Exercício proposto: Transcreva literalmente, do texto sobre a apelação no mandado de segurança, o trecho que começa em "O texto sancionado, se" e vai até "a admissibilidade recursal.", inclusive.

Documento de origem:
A APELAÇÃO NO MANDADO DE SEGURANÇA E O CUMPRIMENTO DAS ORDENS JUDICIAIS EM CASOS REPETITIVOS

01/09/2019

 

Coluna Advocacia Pública e outros temas jurídicos em Debate / Coordenadores Weber Luiz de Oliveira e José Henrique Mouta

Este ensaio pretende apontar algumas observações relacionadas ao recurso de apelação e aos aspectos diferenciados envolvendo o mandado de segurança quando envolve tema jurídico repetitivo.

Inicialmente, vale apontar que o efeito suspensivo da apelação mereceu preocupação específica do CPC/15. A redação em vigor aparentemente manteve o efeito suspensivo legal (ope legis) - conclusão advinda da leitura apressada do art. 1012, que consagra: “a apelação terá efeito suspensivo”.

O texto sancionado, se de um lado manteve o efeito suspensivo ope legis, de outro ampliou as exceções a este regramento e, como consequência, gerou um aumento de situações jurídicas em que o efeito suspensivo é pleiteado no próprio tribunal competente para a admissibilidade recursal.

Chamo a atenção para afirmar que, na maioria dos casos repetitivos, não há efeito suspensivo ope legis da apelação, levando em conta a redação do art. 1012, V c/c o §2º, do CPC/15.

Dados fornecidos:
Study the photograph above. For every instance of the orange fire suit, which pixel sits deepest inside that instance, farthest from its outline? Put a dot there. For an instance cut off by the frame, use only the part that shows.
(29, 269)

Exercício resolvido:
O texto sancionado, se de um lado manteve o efeito suspensivo ope legis, de outro ampliou as exceções a este regramento e, como consequência, gerou um aumento de situações jurídicas em que o efeito suspensivo é pleiteado no próprio tribunal competente para a admissibilidade recursal.